====== Reading text
Background on chlorination

by Kim N. Irvine, Gary W. Pettibone, Salmatou Bako, Jim Caruso, Roseanne Frandina, Gary Aures, Jane Ork, and Dan Bentivogli

Chlorination is a common method of disinfecting effluent from municipal wastewater treatment plants. The French and English used chlorine as a general disinfectant beginning in the early 1800s, and the first recorded chlorination of sewage on a large scale was conducted in 1854 when the Royal Sewage Commission added chloride of lime to sewers in London. Chlorination at a wastewater treatment plant (WWTP) scale was first done in Hamburg, Germany in 1893. This was soon followed at a plant in Brewster, New York in 1894.

The Buffalo Sewer Authority treats wastewater for the city of Buffalo at the Bird Island WWTP. This plant was constructed in response to complaints from downstream communities that Niagara River and Lake Ontario waters were being contaminated by the city's untreated sewage discharges. These complaints were first recorded in 1892, and by 1935 the New York State Health Department, under the direction of State Health Commissioner Thomas Parran, required the city to treat its sewage discharge. When the Bird Island primary WWTP began operation in 1938, it had the largest chlorination system in the world. A year after the plant went on-line, bacteria levels in the Niagara River were reduced by 97%.

While the ability of chlorine to kill pathogenic micro-organisms is not disputed, the mechanisms that explain the disinfecting action are not fully understood. The strong oxidation capability of chlorine may be one factor important in disinfection. Industry also uses this characteristic whereby hydrocarbons react with chlorine to produce stable persistent low-energy chlorinated organic compounds that include polyvinyl chloride (PVC), PCBs, CFCs, and certain pesticides.

Some chlorinated organic compounds raise environmental concerns:.

Against this background, there has been a demand from some environmental groups that the use of chlorine and chlorine-containing compounds be stopped. These demands have been given weight by the International Joint Commission (IJC) in the Sixth and Seventh Biennial Reports on Great Lakes Water Quality which recommended that U.S. and Canadian Governments:

 . . . consult with industry and other interests to develop timetables to sunset the use of chlorine and chlorine-containing compounds as industrial feedstocks, and examine the means of reducing and eliminating other uses, recognizing that socio-economic considerations must be taken into account in developing the strategies and timetables.
============
====== Data for review
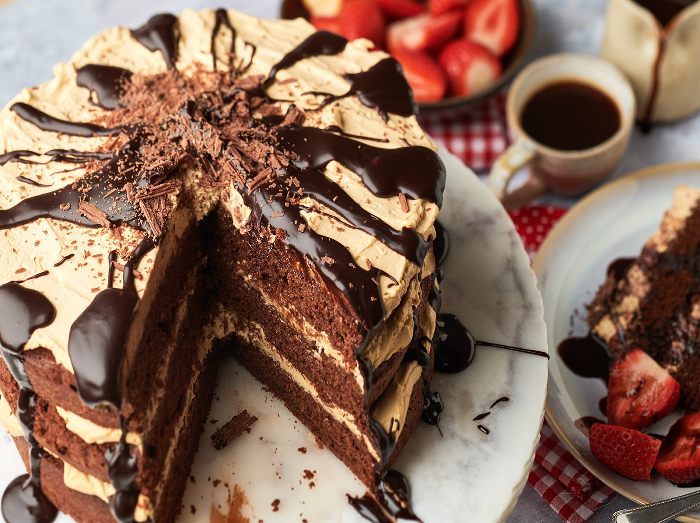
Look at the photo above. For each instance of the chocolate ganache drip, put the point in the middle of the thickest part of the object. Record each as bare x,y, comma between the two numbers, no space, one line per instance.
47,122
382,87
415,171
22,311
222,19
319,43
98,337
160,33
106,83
============
-- Brief --
Reproduce the passage of the chlorination background text that starts at "Some chlorinated organic" and ends at "strategies and timetables.".

-- Task response --
Some chlorinated organic compounds raise environmental concerns:.

Against this background, there has been a demand from some environmental groups that the use of chlorine and chlorine-containing compounds be stopped. These demands have been given weight by the International Joint Commission (IJC) in the Sixth and Seventh Biennial Reports on Great Lakes Water Quality which recommended that U.S. and Canadian Governments:

 . . . consult with industry and other interests to develop timetables to sunset the use of chlorine and chlorine-containing compounds as industrial feedstocks, and examine the means of reducing and eliminating other uses, recognizing that socio-economic considerations must be taken into account in developing the strategies and timetables.